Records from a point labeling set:
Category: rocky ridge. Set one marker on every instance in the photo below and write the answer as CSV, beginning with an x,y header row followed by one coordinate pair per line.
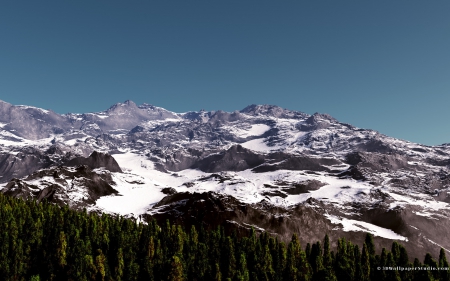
x,y
277,170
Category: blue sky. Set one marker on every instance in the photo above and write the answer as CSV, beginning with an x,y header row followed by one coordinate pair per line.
x,y
383,65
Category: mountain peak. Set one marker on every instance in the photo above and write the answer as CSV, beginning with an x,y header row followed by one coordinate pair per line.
x,y
272,110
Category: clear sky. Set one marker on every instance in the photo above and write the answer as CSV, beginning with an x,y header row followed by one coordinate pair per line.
x,y
383,65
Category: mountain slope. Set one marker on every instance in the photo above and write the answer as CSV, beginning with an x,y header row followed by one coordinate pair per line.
x,y
272,168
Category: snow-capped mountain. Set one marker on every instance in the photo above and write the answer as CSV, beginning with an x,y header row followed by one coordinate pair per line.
x,y
277,170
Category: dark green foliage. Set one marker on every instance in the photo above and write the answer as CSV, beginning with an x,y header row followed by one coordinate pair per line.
x,y
46,242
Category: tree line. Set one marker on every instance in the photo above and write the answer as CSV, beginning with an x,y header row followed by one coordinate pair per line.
x,y
42,241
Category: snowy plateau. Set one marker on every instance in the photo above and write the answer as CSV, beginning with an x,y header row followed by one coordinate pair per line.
x,y
265,167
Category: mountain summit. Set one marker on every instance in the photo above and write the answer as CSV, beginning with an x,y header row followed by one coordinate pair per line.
x,y
265,167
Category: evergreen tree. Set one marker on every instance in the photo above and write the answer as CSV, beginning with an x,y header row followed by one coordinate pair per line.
x,y
176,272
444,274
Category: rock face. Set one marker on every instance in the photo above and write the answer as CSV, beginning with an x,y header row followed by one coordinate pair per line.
x,y
266,167
96,160
77,187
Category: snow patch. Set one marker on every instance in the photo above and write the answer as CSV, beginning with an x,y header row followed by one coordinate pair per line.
x,y
354,225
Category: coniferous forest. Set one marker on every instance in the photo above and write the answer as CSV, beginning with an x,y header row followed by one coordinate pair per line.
x,y
41,241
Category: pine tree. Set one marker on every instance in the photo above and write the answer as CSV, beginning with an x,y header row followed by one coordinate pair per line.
x,y
444,274
176,272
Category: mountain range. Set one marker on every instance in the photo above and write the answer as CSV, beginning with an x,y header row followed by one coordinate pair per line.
x,y
273,169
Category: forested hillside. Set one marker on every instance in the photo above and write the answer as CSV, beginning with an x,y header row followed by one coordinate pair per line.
x,y
41,241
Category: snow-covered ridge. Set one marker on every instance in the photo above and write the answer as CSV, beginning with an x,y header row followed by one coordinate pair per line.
x,y
261,155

* _The problem_
Repeat the data above exactly, but not the pictures.

* _Result_
Category: rocky ridge. Set one marker on every instance in the photo below and write the answer as CSV, beginning with an x,y header row followed by one coordinate pair per line.
x,y
277,170
Category: blue sky. Set one marker on every instance in the photo above and write the answer as CSV, beginning with an x,y header row followed by one coordinate pair per line.
x,y
383,65
Category: mountain peak. Set one marker on every instance in the photo above and write the answer as CSV, beginning with an x,y header row followed by one coordinate pair per line.
x,y
272,110
Category: clear sky. Set one marker on every instance in the photo above and write the answer as CSV, beginning with an x,y header row followed by one coordinate pair per line.
x,y
383,65
Category: mountain slope. Set one marker on every instance in the photo above and write the answer as CSV, beginning with an x,y header row followed by one coordinate pair per line.
x,y
272,168
Category: snow-capped mountain. Set one marker on every instance in the photo above and write the answer as CSV, beginning with an x,y header row followed by one coordinate pair per line.
x,y
277,170
Category: dark green foliage. Set one marker on every instance in the photo above and write the answer as CSV, beginning with an x,y header row followed by one coordinate pair per line.
x,y
46,242
Category: tree line. Set one marker on every instance in the photo above and write the answer as CSV, beginning with an x,y header row followed by one coordinate pair per line.
x,y
42,241
Category: snowy plateau. Set one marker on every instance in the photo above and write the answer as CSV, beginning with an x,y header row followed by one coordinate pair per line.
x,y
265,167
Category: mountain summit. Set one marker on every instance in the photo above and write the answer as CSV, beginning with an x,y header row followed by one coordinate pair per line.
x,y
265,167
Category: evergreen tree. Set one marker on every instance in the photo above and write the answer as CSV, beginning with an x,y header row followed by one coordinate pair per line.
x,y
176,272
444,274
Category: rock face. Set one marker on every instance in the photo above and write the answer as CSV, beginning with an x,y header row followed by one coordinate pair per line.
x,y
266,167
96,160
77,187
Category: snow patch. Set one marker on every instance in the photo above and write the answer as CSV, beginning with an x,y header row followed by one coordinate pair per line.
x,y
354,225
Category: coniferous forest. Set one marker on every instance in the photo above and write the answer as CSV, beginning with an x,y header row followed by one coordinate pair per line.
x,y
41,241
Category: pine tree. Set one marker on every instance in the photo above and write the answer as CSV, beginning with an x,y header row followed by one coordinate pair per line.
x,y
444,274
176,272
Category: mountain range. Set one marker on every instance in the photo above and write the answer as CSV, beginning with an x,y header row followed by one coordinate pair per line.
x,y
273,169
Category: forested hillside. Set one marker on every instance in the photo above and write the answer as CSV, beginning with an x,y header row followed by one coordinate pair per line.
x,y
41,241
Category: snow-covered ridge. Set one marker on every instance in the photo above and write the answer as CSV, beginning with an x,y header row followed by one coordinate pair per line.
x,y
261,155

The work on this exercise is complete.